• [Written problem]: Convert the lines from the one containing "In this photo, each instance of the goggles" through the last line into a JSON list of strings, one string per line, leaving out any blank lines.

• [Data section]:
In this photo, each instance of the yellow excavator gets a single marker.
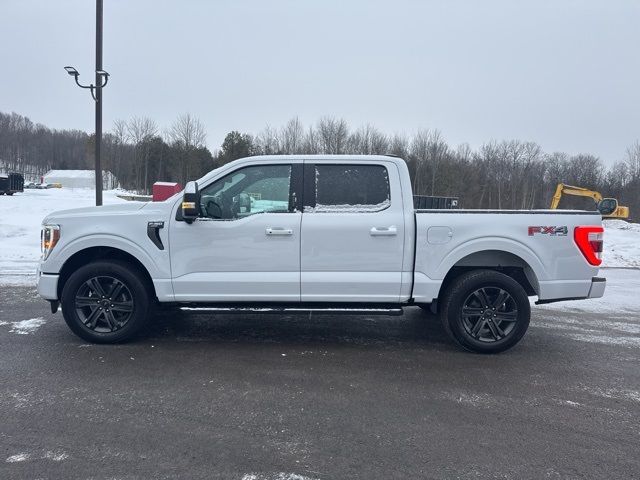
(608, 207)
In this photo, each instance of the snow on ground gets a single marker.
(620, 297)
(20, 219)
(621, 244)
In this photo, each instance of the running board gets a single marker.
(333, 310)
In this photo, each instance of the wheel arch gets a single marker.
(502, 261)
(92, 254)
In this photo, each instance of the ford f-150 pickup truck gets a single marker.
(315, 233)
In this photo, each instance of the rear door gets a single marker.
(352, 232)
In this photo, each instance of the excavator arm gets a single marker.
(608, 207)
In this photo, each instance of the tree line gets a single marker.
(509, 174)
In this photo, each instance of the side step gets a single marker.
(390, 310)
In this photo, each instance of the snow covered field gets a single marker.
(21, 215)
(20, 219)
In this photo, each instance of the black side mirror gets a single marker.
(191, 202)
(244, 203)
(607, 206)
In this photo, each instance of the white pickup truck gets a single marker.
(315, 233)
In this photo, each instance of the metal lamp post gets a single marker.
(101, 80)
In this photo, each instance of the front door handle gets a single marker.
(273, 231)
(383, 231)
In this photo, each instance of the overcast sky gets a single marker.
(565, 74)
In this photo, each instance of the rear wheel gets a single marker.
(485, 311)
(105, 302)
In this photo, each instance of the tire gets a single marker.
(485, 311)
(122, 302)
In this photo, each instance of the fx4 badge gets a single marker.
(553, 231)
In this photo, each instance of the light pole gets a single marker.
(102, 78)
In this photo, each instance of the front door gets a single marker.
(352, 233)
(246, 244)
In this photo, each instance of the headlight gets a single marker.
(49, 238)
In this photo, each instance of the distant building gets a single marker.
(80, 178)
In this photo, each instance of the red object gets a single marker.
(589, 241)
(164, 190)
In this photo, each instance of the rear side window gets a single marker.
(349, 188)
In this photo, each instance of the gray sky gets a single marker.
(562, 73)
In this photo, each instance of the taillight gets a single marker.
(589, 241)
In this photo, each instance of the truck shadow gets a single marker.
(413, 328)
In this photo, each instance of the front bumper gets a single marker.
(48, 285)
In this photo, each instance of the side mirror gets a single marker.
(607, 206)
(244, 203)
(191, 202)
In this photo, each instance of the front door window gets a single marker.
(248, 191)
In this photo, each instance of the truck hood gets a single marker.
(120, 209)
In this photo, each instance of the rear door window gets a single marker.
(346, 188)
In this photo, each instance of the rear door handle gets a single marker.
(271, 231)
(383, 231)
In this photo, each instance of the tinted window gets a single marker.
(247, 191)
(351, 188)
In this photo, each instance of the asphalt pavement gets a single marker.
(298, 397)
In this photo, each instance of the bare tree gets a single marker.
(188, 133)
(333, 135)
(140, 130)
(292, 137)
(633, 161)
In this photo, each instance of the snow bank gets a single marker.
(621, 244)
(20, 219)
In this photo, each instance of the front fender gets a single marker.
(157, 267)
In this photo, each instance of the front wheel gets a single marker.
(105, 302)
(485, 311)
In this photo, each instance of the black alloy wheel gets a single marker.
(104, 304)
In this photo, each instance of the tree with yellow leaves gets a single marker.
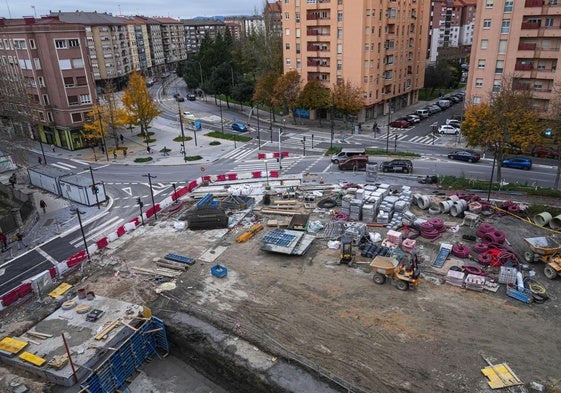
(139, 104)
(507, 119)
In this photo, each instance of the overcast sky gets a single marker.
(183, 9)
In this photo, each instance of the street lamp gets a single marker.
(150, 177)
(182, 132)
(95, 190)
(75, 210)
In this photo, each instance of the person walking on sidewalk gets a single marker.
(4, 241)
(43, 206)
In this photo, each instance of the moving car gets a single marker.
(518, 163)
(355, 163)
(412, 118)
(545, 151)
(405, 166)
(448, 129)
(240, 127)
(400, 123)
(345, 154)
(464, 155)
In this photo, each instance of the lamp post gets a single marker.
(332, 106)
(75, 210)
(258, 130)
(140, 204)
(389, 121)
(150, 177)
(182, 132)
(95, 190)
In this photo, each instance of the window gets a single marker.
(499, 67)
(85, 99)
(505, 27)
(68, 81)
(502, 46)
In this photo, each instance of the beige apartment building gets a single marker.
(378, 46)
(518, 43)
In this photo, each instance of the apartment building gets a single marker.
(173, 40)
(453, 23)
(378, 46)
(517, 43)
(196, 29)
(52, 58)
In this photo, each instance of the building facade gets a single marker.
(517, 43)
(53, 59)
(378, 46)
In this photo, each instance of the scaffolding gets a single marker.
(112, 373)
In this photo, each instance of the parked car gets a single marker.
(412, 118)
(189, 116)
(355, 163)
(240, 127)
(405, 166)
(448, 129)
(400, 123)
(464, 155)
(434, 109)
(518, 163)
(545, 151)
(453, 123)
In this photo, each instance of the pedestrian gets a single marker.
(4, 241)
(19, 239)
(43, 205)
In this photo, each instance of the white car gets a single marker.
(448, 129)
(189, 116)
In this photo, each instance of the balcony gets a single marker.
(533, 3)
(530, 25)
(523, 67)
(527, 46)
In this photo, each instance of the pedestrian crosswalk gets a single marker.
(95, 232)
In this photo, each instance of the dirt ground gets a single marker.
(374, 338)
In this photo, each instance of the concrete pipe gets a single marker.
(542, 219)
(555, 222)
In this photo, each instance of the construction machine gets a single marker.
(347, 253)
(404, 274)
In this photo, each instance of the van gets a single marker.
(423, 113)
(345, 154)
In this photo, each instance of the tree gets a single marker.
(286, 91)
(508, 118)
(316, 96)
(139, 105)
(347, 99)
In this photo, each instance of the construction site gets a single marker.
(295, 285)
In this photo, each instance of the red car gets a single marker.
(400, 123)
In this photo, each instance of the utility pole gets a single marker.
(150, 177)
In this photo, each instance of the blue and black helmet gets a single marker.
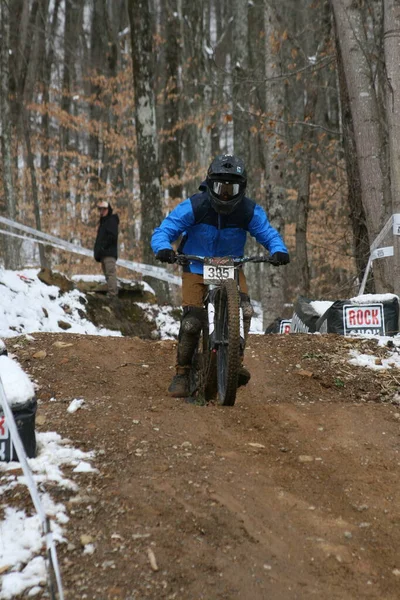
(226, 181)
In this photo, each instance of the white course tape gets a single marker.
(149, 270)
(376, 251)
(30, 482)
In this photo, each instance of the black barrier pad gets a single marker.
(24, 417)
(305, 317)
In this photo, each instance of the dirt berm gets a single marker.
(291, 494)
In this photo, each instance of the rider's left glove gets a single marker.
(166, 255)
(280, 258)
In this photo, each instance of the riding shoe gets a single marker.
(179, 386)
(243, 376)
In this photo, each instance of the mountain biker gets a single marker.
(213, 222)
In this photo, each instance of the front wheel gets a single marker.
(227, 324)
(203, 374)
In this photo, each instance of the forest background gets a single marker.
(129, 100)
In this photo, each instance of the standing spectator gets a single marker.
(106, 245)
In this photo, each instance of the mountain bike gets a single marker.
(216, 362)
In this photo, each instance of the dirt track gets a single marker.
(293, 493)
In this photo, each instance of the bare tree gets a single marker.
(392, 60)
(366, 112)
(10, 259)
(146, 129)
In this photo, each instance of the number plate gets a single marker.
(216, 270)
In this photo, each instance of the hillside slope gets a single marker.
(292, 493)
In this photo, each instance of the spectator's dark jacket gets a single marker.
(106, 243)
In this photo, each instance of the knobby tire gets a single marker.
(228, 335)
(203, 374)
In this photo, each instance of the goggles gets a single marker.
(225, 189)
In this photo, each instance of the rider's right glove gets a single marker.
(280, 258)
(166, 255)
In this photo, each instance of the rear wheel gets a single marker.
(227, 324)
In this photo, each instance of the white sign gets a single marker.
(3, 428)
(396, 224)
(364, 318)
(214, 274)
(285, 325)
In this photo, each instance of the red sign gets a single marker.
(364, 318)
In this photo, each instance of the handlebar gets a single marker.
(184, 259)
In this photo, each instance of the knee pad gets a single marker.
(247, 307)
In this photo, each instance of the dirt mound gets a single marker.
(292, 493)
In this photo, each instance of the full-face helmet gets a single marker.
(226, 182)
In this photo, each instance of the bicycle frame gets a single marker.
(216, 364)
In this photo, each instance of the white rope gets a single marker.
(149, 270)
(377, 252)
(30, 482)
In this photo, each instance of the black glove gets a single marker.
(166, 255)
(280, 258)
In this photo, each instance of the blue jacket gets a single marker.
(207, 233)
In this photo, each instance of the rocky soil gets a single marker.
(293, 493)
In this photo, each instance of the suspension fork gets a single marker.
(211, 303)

• [Response to the task]:
[
  "In this photo, each instance of the goggles gets a single marker.",
  "(225, 189)",
  "In this photo, each instance of the rider's right glove gets a single marker.",
  "(280, 258)",
  "(166, 255)",
  "In this photo, each instance of the rear wheel gets a single marker.",
  "(227, 324)",
  "In this photo, each instance of the white sign gets a single marker.",
  "(3, 428)",
  "(396, 224)",
  "(364, 318)",
  "(214, 274)",
  "(285, 325)",
  "In this photo, each instance of the red sign gets a single marker.",
  "(364, 318)",
  "In this photo, each instance of the handlebar gets a single marker.",
  "(184, 259)",
  "In this photo, each instance of the knee pad gets a single marker.",
  "(247, 307)",
  "In this photo, each instance of the dirt mound gets a single marker.",
  "(292, 493)",
  "In this photo, each instance of the full-face helmet gets a single marker.",
  "(226, 182)",
  "In this photo, each instance of the bicycle frame gets a single marker.",
  "(216, 364)",
  "In this photo, each instance of the white rope gets a single marker.",
  "(149, 270)",
  "(377, 252)",
  "(30, 482)",
  "In this photo, each instance of the black glove gets a single marker.",
  "(166, 255)",
  "(280, 258)",
  "In this photo, each instance of the blue jacket gets a single marker.",
  "(207, 233)",
  "In this photo, each instance of the rocky soil gets a single marker.",
  "(293, 493)",
  "In this photo, each instance of the suspension fork gets a single marker.",
  "(211, 303)"
]